O processo mobilizou votações se contribuições de forma online ao longo do ano e no encontro presencial durante a Cúpula. A partir do texto-base, as pessoas presentes puderam se inscrever para falas propositivas. O Wiki Movimento Brasil integrou o eixo de Reforma da Governança Global, defendendo a promoção de projetos de interesse público e das infraestruturas públicas digitais, como softwares livres, para ampliar as possibilidades de participação social efetiva.
“Nós devemos nos comprometer com a disseminação em escala de modelos de bens públicos digitais, que não apenas viabilizam o acesso livre ao conhecimento, como também são indutores de uma transformação social inclusiva, direcionando o desenvolvimento tecnológico para o bem comum”, afirmou a gestora de comunicação do WMB.
◆ ◆ ◆ ◆ ◆
• **Tarefas a realizar**
**a.** No trecho sobre a Cúpula, de qual eixo o Wiki Movimento Brasil participou?
**b.** Escreva a continuação do trecho sobre a Cúpula a partir do ponto em que ele termina.
Os dados são um material à parte, sem relação com o trecho sobre a Cúpula.
◆ ◆ ◆ ◆ ◆
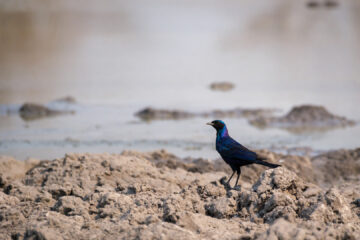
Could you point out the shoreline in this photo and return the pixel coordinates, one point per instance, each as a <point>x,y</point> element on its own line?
<point>146,195</point>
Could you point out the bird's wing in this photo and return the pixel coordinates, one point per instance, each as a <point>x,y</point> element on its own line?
<point>234,150</point>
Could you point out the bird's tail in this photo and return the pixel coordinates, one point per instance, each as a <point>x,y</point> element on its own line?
<point>272,165</point>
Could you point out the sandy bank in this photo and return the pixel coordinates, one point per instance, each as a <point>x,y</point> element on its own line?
<point>158,196</point>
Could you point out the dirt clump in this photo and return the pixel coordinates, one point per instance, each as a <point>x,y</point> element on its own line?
<point>141,196</point>
<point>222,86</point>
<point>302,118</point>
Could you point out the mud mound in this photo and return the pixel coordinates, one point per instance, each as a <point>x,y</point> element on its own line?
<point>149,113</point>
<point>305,117</point>
<point>222,86</point>
<point>32,111</point>
<point>134,195</point>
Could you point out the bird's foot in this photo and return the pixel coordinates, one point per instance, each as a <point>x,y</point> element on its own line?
<point>237,187</point>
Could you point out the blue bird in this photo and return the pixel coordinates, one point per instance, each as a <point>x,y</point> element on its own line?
<point>233,153</point>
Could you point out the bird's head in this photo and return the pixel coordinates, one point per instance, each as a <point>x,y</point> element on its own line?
<point>217,124</point>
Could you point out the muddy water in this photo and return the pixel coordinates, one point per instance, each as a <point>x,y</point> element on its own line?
<point>120,56</point>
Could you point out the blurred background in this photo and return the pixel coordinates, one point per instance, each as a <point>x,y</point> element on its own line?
<point>116,57</point>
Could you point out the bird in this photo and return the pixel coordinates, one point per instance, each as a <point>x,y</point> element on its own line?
<point>233,153</point>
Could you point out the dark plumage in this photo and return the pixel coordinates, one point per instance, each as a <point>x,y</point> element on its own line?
<point>233,153</point>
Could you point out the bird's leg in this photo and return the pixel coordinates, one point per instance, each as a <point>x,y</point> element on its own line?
<point>237,179</point>
<point>228,182</point>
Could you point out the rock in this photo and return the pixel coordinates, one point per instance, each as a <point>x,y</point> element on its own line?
<point>222,207</point>
<point>330,167</point>
<point>154,195</point>
<point>152,114</point>
<point>148,114</point>
<point>222,86</point>
<point>303,118</point>
<point>32,111</point>
<point>66,99</point>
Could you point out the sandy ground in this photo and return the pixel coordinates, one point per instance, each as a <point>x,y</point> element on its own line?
<point>159,196</point>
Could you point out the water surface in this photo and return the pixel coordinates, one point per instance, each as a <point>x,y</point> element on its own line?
<point>116,57</point>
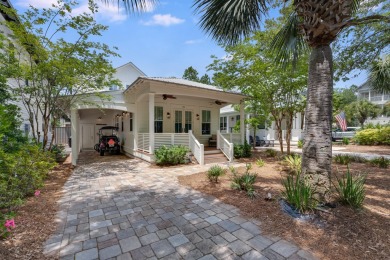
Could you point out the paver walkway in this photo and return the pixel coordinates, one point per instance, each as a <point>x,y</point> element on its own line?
<point>115,207</point>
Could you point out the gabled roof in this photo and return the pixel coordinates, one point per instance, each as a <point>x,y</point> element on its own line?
<point>182,82</point>
<point>131,64</point>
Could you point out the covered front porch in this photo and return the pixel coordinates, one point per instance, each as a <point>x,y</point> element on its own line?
<point>153,112</point>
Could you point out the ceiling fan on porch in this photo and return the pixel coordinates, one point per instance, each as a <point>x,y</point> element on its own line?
<point>219,102</point>
<point>165,96</point>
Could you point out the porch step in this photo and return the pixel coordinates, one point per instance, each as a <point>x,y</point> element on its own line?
<point>214,156</point>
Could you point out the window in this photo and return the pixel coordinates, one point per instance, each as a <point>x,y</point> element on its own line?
<point>188,121</point>
<point>158,119</point>
<point>223,123</point>
<point>131,122</point>
<point>178,121</point>
<point>261,125</point>
<point>206,119</point>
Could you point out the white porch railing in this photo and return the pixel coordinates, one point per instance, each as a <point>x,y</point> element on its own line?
<point>233,138</point>
<point>197,148</point>
<point>225,146</point>
<point>161,139</point>
<point>143,142</point>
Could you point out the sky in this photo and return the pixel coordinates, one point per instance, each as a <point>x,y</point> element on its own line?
<point>161,42</point>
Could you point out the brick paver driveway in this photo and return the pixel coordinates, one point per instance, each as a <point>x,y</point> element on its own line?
<point>121,208</point>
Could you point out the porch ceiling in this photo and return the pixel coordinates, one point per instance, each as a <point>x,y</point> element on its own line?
<point>180,87</point>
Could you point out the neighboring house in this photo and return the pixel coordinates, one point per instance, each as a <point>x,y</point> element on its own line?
<point>152,112</point>
<point>229,117</point>
<point>380,99</point>
<point>12,83</point>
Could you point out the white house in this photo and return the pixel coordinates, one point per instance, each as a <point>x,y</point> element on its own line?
<point>229,117</point>
<point>380,99</point>
<point>152,112</point>
<point>13,83</point>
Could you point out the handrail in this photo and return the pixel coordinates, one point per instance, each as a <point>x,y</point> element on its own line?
<point>197,148</point>
<point>225,146</point>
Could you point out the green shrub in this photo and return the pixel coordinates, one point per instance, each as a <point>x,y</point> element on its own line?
<point>300,144</point>
<point>381,162</point>
<point>242,150</point>
<point>59,151</point>
<point>375,136</point>
<point>4,217</point>
<point>351,189</point>
<point>271,153</point>
<point>294,163</point>
<point>171,155</point>
<point>299,193</point>
<point>22,173</point>
<point>214,172</point>
<point>260,162</point>
<point>342,159</point>
<point>245,181</point>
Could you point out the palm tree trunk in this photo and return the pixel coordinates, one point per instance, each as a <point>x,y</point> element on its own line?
<point>317,148</point>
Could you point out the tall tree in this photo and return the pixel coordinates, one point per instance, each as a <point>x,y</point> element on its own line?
<point>51,72</point>
<point>277,91</point>
<point>362,110</point>
<point>191,74</point>
<point>380,74</point>
<point>314,24</point>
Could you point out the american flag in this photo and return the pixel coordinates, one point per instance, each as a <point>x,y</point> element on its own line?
<point>342,120</point>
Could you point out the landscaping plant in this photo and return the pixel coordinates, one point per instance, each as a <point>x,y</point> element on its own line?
<point>214,172</point>
<point>22,173</point>
<point>293,162</point>
<point>271,153</point>
<point>260,162</point>
<point>242,150</point>
<point>381,162</point>
<point>345,141</point>
<point>7,223</point>
<point>351,189</point>
<point>375,136</point>
<point>298,193</point>
<point>171,155</point>
<point>245,181</point>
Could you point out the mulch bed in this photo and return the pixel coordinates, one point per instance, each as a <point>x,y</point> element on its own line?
<point>35,219</point>
<point>342,233</point>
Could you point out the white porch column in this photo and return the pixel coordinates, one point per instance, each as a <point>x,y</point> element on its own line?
<point>74,119</point>
<point>151,123</point>
<point>242,121</point>
<point>248,130</point>
<point>135,130</point>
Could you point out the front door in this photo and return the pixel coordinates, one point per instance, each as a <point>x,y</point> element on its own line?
<point>88,136</point>
<point>183,121</point>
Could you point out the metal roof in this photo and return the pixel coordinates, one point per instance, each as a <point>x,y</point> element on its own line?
<point>184,82</point>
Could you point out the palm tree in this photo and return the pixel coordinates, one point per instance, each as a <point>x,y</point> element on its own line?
<point>380,74</point>
<point>313,24</point>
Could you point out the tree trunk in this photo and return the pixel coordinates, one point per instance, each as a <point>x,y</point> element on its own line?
<point>289,120</point>
<point>317,148</point>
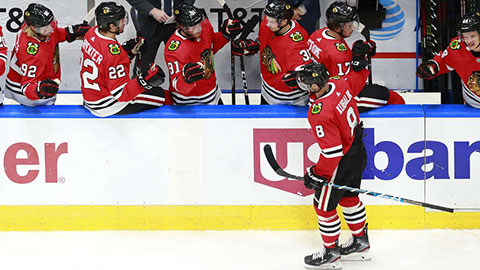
◆ ◆ ◆ ◆ ◆
• **Respostas em ordem**
**a.** Do eixo de Reforma da Governança Global.

**b.**
O coordenador geral de articulação da participação da Secretaria Nacional de Participação Social, Ronald Ferreira, destacou as contribuições de diferentes movimentos na construção em torno de ideias-forças sobre as questões centrais do atual contexto global. “Tivemos sensacionais contribuições sobre a necessidade de ter expresso na pauta da governança global a incorporação da democracia participativa e todos os instrumentos e ferramentas que possam ampliar a participação social, com ambientes livres e a questão do acesso à informação”, relatou. “Caminhamos no sentido de como possibilitar à sociedade participar de forma efetiva dos processos decisórios, transformando aquilo que é consenso dos diferentes setores da sociedade em capacidade política de interferir na realidade e mudar o curso das coisas.”